----- RECORDS SHOWN -----
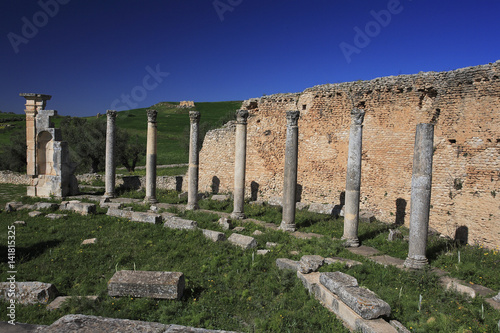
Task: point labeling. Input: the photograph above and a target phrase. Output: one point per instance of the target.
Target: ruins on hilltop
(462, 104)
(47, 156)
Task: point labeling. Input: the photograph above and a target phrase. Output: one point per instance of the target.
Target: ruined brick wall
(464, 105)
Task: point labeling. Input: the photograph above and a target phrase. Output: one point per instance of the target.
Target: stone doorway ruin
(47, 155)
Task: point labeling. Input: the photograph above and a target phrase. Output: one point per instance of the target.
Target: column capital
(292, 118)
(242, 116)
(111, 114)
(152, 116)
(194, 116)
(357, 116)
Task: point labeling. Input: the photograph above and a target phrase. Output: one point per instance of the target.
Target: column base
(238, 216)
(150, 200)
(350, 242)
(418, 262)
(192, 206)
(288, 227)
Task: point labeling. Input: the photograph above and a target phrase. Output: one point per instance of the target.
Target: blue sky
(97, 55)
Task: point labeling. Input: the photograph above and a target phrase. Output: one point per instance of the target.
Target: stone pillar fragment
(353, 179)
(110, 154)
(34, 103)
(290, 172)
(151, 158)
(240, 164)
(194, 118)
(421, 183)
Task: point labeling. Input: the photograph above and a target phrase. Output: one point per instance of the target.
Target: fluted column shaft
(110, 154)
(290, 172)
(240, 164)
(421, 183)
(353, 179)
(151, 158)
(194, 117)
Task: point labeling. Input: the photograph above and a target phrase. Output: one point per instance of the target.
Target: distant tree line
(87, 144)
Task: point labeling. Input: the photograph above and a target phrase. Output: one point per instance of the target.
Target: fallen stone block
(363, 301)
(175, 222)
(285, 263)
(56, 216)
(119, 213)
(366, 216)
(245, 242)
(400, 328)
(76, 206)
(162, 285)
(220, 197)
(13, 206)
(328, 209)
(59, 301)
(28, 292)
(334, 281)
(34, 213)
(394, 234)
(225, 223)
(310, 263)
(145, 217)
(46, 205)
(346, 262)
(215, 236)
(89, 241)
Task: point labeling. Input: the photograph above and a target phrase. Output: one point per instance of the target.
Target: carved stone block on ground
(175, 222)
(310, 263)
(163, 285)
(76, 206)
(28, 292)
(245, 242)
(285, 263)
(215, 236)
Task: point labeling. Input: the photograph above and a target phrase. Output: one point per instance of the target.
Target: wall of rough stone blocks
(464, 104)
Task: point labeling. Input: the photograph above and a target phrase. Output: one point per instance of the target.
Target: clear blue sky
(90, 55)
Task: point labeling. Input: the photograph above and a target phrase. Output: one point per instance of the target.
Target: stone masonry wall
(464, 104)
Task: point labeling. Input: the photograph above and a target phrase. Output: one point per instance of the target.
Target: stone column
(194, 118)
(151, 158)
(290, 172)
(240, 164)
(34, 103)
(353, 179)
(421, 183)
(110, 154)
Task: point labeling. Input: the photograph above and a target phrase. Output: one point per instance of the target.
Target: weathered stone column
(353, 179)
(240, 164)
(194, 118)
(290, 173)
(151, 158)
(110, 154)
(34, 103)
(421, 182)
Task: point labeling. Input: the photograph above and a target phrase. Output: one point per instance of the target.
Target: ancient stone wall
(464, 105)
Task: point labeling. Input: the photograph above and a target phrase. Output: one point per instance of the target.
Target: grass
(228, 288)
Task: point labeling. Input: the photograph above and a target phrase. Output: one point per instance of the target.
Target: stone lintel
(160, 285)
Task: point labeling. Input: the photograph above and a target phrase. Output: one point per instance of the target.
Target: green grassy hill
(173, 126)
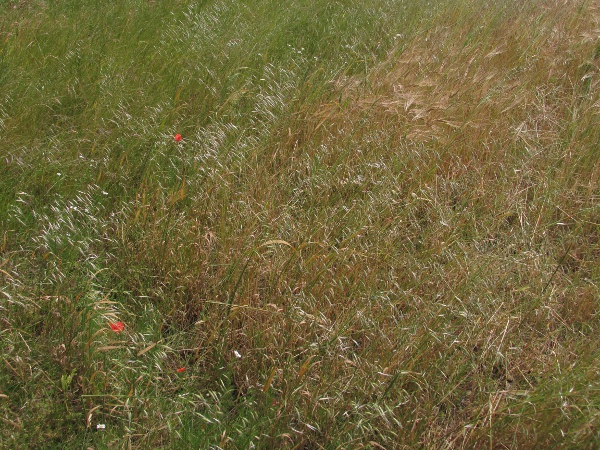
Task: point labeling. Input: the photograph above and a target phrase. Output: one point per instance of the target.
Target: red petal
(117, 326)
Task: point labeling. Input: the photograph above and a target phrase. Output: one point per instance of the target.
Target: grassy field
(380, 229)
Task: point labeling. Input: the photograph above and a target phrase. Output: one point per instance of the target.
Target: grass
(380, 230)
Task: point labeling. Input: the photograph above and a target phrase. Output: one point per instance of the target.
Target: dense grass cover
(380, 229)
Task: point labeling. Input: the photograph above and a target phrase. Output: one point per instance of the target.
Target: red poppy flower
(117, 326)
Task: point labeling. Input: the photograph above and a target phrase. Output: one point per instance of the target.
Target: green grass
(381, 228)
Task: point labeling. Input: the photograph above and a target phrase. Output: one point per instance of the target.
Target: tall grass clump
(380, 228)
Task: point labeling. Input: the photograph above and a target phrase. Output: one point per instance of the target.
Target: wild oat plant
-----
----- RECORDS SHOWN -----
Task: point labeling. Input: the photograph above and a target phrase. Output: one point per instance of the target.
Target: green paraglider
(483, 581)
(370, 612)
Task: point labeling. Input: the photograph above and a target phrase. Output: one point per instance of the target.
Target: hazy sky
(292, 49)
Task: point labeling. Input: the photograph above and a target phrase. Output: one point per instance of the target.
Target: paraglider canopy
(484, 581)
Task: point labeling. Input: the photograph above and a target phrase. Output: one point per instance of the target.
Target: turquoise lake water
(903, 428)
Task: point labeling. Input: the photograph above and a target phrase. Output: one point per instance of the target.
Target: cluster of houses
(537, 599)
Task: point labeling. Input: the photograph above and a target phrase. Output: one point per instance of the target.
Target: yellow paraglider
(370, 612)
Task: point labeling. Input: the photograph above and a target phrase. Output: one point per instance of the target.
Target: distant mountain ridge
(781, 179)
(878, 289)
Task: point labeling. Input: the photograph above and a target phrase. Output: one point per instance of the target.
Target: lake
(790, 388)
-----
Your answer should consist solely of the lines above from the line with "Target: grassy field" to the line with "Target: wild oat plant", both included, reproduced exactly.

RESPONSE:
Target: grassy field
(380, 229)
Task: point labeling. Input: the photograph above and a target phrase. Output: one point per instance of the target.
Target: grass
(380, 230)
Task: point labeling. Input: the photograph above and a target phrase. Output: one point per instance of the target.
Target: dense grass cover
(380, 229)
Task: point labeling. Input: the photograph above and a target phrase. Output: one point per instance of the target.
Target: red poppy flower
(117, 326)
Task: point labeling. Input: the photograph above and a target phrase. Output: one point per instance of the target.
Target: green grass
(381, 228)
Task: point labeling. Input: the photograph above and a target phrase. Output: one point per instance of the target.
Target: tall grass clump
(380, 228)
Task: point labeling. Input: the photograph above and a target phrase. Output: one point per instance of the target.
Target: wild oat plant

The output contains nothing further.